• Short problem
Please update the records below by replacing each "Dataset batch spec" with "Annotation batch spec" and leaving everything else unchanged.
━━ Listed entries
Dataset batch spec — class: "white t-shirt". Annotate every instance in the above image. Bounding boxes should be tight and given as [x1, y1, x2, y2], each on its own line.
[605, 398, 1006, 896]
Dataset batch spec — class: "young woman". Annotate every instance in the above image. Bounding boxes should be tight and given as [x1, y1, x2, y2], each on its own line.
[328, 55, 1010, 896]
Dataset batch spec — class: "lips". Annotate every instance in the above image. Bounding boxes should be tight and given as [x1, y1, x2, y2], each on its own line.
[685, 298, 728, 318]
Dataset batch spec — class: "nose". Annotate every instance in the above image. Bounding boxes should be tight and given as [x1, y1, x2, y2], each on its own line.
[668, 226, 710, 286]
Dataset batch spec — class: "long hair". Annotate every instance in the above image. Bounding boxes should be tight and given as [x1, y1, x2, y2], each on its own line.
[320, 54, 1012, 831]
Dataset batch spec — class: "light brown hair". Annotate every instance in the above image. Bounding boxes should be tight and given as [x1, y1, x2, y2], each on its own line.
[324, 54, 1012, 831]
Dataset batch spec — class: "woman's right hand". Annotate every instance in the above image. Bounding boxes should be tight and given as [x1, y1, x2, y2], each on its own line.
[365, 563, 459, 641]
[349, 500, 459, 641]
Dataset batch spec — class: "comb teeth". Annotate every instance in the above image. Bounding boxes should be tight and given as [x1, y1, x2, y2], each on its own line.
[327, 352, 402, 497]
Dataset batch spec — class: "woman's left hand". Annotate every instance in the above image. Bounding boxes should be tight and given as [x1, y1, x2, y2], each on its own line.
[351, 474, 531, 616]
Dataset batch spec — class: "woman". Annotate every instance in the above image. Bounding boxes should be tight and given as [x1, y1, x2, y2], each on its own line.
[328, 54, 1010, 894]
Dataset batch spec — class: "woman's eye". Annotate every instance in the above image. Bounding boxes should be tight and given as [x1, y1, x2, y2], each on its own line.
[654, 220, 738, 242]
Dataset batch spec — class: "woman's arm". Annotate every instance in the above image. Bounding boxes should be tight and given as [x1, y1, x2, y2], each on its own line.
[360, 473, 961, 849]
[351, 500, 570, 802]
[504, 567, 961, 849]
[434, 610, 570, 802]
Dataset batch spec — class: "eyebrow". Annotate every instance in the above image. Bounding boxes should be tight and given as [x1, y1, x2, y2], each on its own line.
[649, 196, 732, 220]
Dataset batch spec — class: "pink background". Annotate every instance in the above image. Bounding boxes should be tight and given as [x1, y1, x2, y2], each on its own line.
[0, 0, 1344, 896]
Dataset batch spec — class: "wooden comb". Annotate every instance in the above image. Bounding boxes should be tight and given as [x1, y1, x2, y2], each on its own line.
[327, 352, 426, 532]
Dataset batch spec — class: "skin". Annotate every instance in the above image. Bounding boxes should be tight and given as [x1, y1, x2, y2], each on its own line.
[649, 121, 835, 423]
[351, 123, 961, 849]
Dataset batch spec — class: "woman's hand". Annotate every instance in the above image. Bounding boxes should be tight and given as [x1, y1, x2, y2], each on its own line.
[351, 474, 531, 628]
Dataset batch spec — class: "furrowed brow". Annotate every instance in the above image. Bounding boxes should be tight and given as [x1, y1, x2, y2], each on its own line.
━━━━
• Written solution
Annotation batch spec — class: "white t-shirt". Annotate every instance in the above image. Bounding boxes should be tight and given as [x1, y1, x2, y2], each on its own line.
[605, 398, 1006, 896]
Annotation batch spec — class: "young woman". Annotate every instance in the above image. Bounding boxes should be tight and given as [x1, y1, x2, y2], each on its own line.
[328, 55, 1010, 896]
Annotation batch spec — class: "lips". Annotate every instance in the above image. Bounding boxes should be tight and given as [x1, y1, x2, y2], each on its own line.
[685, 298, 728, 318]
Annotation batch spec — class: "nose". Annotate every instance in the above image. Bounding boxes should be tight and given as [x1, y1, x2, y2], each on its own line.
[668, 226, 710, 286]
Annotation batch spec — class: "long hair". Annotate every instance in the above image. Bounding boxes should be tight and given as [x1, y1, x2, y2], each on its own line.
[320, 54, 1012, 831]
Annotation batch spec — class: "light brown hair". Annotate every instance in the above image. Bounding boxes should be tight and given as [x1, y1, x2, y2], each on its own line.
[324, 54, 1012, 831]
Annotation batch spec — class: "woman's right hand". Annotate every instance in the above image. Bounding boxes should be tight and given as [x1, y1, x2, y2], each on its own line.
[365, 563, 459, 641]
[349, 500, 459, 641]
Annotation batch spec — class: "comb teeth". Annotate every instance in the above image. Bounding boxes should be tight and given as [x1, y1, x2, y2], each on its own line.
[327, 352, 402, 497]
Annotation batch spec — class: "woman's left hand". Annotate every instance in the above image. Bounding boxes should be tight and given as [x1, y1, x2, y2], each on its own line.
[351, 474, 531, 616]
Annotation batch spec — class: "woman". Annotate every instance in the above image. Bounding boxes should be tight and given as [x1, y1, x2, y2], each on its own line.
[328, 54, 1010, 894]
Annotation batch spec — class: "woman's eye". Annotate every instance in the above image. Bounding boxes should be tight and given as [x1, y1, x2, y2], each on its own line.
[654, 220, 738, 242]
Annotation batch spec — class: "woman's arm". Annotate every instance in the above image. Bounding boxes should be tight and given as [x1, y1, x2, y2], each on its own line.
[360, 473, 961, 849]
[351, 500, 570, 802]
[504, 567, 961, 849]
[434, 610, 570, 802]
Annotation batch spec — class: "eyebrow". Annotate every instance in the above image. Bounding boxes should be tight and given as [x1, y1, x2, y2], each on its own line.
[649, 196, 732, 220]
Annotation batch spec — class: "pink background". Annotate every instance in the above image. Bounding boxes should be tight and given as [x1, y1, x2, y2], each on its own line.
[0, 0, 1344, 896]
Annotation batch spec — class: "wooden comb". Annotate every instance in the above image. Bounding boxes should be tight and given as [x1, y1, x2, y2], each on its own line.
[327, 352, 426, 532]
Annotation batch spec — class: "skin". Annotate every instance in the above image. Bounding boxes should be tight and given as [x1, y1, x2, y2], each on its own line.
[649, 121, 835, 423]
[351, 123, 961, 849]
Annotation batch spec — class: "woman's hand". Annotate every instance in the above image. Bounding boxes should be tight and given as [x1, y1, x2, y2], each on its own line.
[351, 474, 531, 628]
Annotation batch spec — class: "furrowed brow". Annotate every instance in the above image. Bounding boxes should be tight and given as [x1, y1, x2, y2], each on its own line.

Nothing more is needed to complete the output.